::: AUSGANGSTEXT

Informationsspeicherung in der Vektordatenbank
Die Speicherung der Informationen in der ChromaDB-Vektordatenbank erfolgt schrittweise:
- Wir nutzen einen PDF-Reader bzw. Webseite-Scraper zum Extrahieren der Texte,
- teilen diese Texte in inhaltlich zusammenhängende Paragraphen ("Chunks") auf und
- speichern sie mit Hilfe eines Vektor-Embedding-Sprachmodells als mathematische Repräsentation in Form von Vektoren in der Datenbank.
Dadurch können wir die Infomationsgrundlage in Form der eingelesenen Dokumente bzw. Webseiteninhalte selbstständig festlegen und so bestimmen, welche Anfragen der Chatbot korrekt bearbeiten kann.
Antwortgenerierung
Für die Generierung der Antwort wird ein individualisierter Prompt genutzt, der nicht nur den aus der Vektordatenbank extrahierten Kontext enthält, sondern auch relevante vorherige Chatnachrichten. Auf diese Weise kann das Sprachmodell konsistente, verständliche und kontextuell passende Antworten liefern.
Datenspeicherung
Für die Verwaltung der Chatverläufe nutzen wir eine PostgreSQL-Datenbank, die Session-Verwaltung erfolgt mit Redis.
Testing
Um die Qualität des Chatbots während der gesamten Projektlaufzeit kontinuierlich zu überprüfen, entwickelten wir ein automatisiertes Testsystem auf Basis der Python-Bibliothek pytest. Dieses System ermöglicht es, zuvor definierte Testfragen automatisch an den Chatbot zu senden und die jeweiligen Antworten zu evaluieren. Dabei werden die generierten Antworten mithilfe des LLM mit erwarteten Idealantworten verglichen und auf einer Skala von 1 bis 5 bewertet. Durch dieses Setup konnten wir die inhaltliche Genauigkeit des Chatbots systematisch überwachen, die Auswirkungen neuer Features direkt nachvollziehen und den Entwicklungsfortschritt objektiv messbar machen. Das Testsystem war somit ein zentraler Bestandteil unserer Qualitätssicherung und trug maßgeblich dazu bei, die Performance und Zuverlässigkeit des Chatbots kontinuierlich zu verbessern.
Fazit
Mit TH Chat ist es uns gelungen, die erste Version eines intelligenten, lokal laufenden Chatbots zu entwickeln, der Studierende und Mitarbeitende der TH Wildau bei studienrelevanten Anliegen effektiv unterstützen kann. Trotz anfänglicher technischer und organisatorischer Herausforderungen konnten wir durch eine klare Teamstruktur, agile Arbeitsweise und kontinuierliche Qualitätssicherung ein stabiles System aufbauen, das zuverlässig präzise und kontextbezogene Antworten liefert. Das entwickelte Proof Of Concept bildet eine solide Grundlage für den weiteren Ausbau zu einem vollwertigen digitalen Studienassistenten und zeigt eindrucksvoll, wie moderne KI-Technologien sinnvoll in Hochschulprozesse integriert werden können. Wir freuen uns darauf, im nächsten Semester auf Grundlage unserer gesammelten Erfahrungen in einem experimentellen Prozess an der Funktionalität des Chatbots weiterzuarbeiten und ein Produkt zu erstellen, das in Zukunft Mitarbeiter, Studierende und Studieninteressierte bei ihren Anliegen unterstützen kann.

::::::

AUFGABE 1
Beantworten Sie anhand des Ausgangstextes die folgenden Fragen:
(a) Welche Datenbank wird für die Verwaltung der Chatverläufe genutzt?
(b) Auf welcher Python-Bibliothek beruht das automatisierte Testsystem?
(c) Auf welcher Skala werden die generierten Antworten bewertet?
AUFGABE 2
Erläutern Sie mithilfe des Ausgangstextes, warum der Prompt für die Antwortgenerierung neben dem Kontext aus der Vektordatenbank auch relevante vorherige Chatnachrichten enthält.
AUFGABE 3
Kopieren Sie aus dem Ausgangstext wortgetreu alles von „Informationsspeicherung in der“ bis hinunter zu „korrekt bearbeiten kann.“.

::: INHALT DES DATENSATZES

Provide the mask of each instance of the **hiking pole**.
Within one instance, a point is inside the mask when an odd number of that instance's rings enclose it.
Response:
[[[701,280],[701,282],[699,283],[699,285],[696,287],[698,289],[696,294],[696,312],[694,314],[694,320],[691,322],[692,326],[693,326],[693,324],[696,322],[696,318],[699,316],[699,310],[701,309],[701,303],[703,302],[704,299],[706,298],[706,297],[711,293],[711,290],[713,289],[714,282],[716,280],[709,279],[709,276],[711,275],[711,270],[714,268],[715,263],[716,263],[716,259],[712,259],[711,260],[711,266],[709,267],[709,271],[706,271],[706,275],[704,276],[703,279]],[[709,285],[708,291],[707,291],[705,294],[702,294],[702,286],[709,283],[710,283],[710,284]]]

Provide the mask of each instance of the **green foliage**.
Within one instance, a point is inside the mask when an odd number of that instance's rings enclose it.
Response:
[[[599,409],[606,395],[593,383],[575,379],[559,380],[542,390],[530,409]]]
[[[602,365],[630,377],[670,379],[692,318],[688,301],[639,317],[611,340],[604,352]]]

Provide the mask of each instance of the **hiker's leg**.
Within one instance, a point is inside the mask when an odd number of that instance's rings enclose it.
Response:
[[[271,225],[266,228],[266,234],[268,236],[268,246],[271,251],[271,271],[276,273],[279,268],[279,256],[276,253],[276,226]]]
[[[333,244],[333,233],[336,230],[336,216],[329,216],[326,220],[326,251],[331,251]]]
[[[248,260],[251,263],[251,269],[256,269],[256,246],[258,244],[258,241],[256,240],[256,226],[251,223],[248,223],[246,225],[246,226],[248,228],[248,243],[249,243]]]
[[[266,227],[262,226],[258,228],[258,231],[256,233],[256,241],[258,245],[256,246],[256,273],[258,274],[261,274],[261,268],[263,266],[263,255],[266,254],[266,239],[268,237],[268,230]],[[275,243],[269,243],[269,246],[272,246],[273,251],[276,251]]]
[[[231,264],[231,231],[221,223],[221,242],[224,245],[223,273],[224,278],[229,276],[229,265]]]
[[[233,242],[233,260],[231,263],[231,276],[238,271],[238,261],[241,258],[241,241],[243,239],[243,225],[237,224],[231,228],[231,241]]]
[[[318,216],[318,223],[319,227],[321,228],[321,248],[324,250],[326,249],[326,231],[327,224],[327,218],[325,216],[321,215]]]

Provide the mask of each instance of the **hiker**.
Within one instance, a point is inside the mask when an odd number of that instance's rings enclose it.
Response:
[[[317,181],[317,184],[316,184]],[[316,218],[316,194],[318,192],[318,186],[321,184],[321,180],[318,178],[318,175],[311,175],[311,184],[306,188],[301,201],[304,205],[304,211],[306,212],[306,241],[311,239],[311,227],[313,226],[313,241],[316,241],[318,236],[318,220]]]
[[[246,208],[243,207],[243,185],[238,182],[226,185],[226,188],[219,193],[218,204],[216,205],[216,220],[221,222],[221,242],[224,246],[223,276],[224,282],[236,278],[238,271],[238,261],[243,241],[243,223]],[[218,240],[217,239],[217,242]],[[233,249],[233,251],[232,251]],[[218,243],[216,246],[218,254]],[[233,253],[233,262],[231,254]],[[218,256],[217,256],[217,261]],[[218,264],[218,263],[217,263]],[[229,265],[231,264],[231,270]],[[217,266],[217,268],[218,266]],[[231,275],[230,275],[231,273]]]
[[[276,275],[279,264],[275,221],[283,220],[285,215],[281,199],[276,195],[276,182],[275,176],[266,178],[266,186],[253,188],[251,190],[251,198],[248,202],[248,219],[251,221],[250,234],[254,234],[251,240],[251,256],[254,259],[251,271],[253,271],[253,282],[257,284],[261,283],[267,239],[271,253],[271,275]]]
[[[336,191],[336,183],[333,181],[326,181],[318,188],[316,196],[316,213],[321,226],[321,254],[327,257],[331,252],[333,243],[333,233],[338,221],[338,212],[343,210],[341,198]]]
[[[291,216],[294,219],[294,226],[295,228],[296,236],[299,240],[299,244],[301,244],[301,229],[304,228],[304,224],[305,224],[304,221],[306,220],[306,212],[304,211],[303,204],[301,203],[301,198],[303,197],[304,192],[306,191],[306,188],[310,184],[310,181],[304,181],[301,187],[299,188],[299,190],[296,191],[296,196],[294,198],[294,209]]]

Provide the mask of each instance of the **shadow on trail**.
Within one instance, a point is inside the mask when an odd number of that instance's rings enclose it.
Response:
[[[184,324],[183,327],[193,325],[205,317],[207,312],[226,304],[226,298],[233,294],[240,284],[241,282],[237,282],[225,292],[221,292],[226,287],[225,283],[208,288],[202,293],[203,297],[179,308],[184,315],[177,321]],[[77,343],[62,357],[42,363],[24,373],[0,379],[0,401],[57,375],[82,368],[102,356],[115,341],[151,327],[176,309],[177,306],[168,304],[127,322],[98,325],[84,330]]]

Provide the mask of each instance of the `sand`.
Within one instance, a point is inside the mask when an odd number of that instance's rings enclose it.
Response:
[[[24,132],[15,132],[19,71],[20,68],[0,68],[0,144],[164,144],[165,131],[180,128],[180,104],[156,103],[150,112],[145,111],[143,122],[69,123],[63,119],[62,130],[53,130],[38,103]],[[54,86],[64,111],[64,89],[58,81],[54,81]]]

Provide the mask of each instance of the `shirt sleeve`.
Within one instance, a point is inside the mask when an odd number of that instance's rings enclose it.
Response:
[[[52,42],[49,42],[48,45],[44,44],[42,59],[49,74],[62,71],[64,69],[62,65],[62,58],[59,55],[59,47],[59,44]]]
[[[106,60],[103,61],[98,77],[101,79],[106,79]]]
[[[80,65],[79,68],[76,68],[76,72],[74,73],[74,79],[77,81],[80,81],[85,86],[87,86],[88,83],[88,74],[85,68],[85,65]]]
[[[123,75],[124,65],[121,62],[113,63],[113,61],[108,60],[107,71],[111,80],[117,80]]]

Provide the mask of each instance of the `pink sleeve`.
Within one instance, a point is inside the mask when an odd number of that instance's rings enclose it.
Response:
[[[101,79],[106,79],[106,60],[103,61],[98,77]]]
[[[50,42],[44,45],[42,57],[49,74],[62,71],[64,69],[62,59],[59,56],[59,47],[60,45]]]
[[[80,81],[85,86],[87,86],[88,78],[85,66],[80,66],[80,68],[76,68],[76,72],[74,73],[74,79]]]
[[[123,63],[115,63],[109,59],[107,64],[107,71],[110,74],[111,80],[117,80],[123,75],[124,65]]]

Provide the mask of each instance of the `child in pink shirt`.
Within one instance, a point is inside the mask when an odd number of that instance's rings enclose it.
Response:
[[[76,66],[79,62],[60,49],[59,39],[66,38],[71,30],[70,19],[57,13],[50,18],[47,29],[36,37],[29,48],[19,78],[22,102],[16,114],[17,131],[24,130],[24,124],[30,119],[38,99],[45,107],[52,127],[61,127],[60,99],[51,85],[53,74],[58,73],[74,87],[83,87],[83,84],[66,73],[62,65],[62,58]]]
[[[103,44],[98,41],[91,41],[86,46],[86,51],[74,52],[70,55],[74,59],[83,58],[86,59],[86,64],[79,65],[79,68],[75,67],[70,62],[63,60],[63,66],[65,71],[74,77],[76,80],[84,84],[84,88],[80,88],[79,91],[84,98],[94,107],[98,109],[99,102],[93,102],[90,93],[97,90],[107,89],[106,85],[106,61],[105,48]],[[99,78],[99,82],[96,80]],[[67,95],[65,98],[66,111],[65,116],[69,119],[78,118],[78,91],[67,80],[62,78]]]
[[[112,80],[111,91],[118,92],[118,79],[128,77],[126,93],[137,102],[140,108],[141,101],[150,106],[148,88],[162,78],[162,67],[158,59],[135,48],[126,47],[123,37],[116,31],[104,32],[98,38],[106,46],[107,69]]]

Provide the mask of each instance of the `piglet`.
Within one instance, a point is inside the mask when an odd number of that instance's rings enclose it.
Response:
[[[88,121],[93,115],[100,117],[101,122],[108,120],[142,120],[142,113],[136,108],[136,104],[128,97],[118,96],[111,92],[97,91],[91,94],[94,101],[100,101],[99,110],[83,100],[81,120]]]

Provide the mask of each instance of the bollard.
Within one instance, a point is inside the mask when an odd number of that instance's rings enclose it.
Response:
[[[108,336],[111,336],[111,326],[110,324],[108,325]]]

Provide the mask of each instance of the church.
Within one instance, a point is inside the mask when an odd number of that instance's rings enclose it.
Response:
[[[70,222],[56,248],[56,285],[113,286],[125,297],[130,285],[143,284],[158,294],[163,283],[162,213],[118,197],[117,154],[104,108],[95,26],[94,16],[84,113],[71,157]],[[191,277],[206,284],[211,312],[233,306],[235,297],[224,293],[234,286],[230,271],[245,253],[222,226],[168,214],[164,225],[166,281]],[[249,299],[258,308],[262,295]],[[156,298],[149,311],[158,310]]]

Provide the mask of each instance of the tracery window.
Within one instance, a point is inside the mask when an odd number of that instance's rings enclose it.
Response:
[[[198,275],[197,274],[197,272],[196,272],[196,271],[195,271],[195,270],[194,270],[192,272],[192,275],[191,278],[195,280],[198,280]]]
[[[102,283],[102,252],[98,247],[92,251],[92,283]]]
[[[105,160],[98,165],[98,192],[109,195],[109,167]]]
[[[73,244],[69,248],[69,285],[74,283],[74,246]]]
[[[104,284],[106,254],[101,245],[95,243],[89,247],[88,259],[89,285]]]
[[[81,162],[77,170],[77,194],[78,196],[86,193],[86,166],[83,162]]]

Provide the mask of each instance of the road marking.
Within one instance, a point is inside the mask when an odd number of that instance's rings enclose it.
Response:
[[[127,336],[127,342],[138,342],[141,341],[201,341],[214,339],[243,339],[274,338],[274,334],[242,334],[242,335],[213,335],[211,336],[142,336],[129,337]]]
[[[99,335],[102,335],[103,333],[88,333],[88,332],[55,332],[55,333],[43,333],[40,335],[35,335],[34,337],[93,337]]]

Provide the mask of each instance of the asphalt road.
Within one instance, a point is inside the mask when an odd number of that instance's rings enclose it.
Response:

::::::

LÖSUNG 1
(a) Eine PostgreSQL-Datenbank.
(b) Auf der Python-Bibliothek pytest.
(c) Auf einer Skala von 1 bis 5.

LÖSUNG 2
Der individualisierte Prompt enthält beides, damit das Sprachmodell konsistente, verständliche und kontextuell passende Antworten liefern kann.

LÖSUNG 3
Informationsspeicherung in der Vektordatenbank
Die Speicherung der Informationen in der ChromaDB-Vektordatenbank erfolgt schrittweise:
- Wir nutzen einen PDF-Reader bzw. Webseite-Scraper zum Extrahieren der Texte,
- teilen diese Texte in inhaltlich zusammenhängende Paragraphen ("Chunks") auf und
- speichern sie mit Hilfe eines Vektor-Embedding-Sprachmodells als mathematische Repräsentation in Form von Vektoren in der Datenbank.
Dadurch können wir die Infomationsgrundlage in Form der eingelesenen Dokumente bzw. Webseiteninhalte selbstständig festlegen und so bestimmen, welche Anfragen der Chatbot korrekt bearbeiten kann.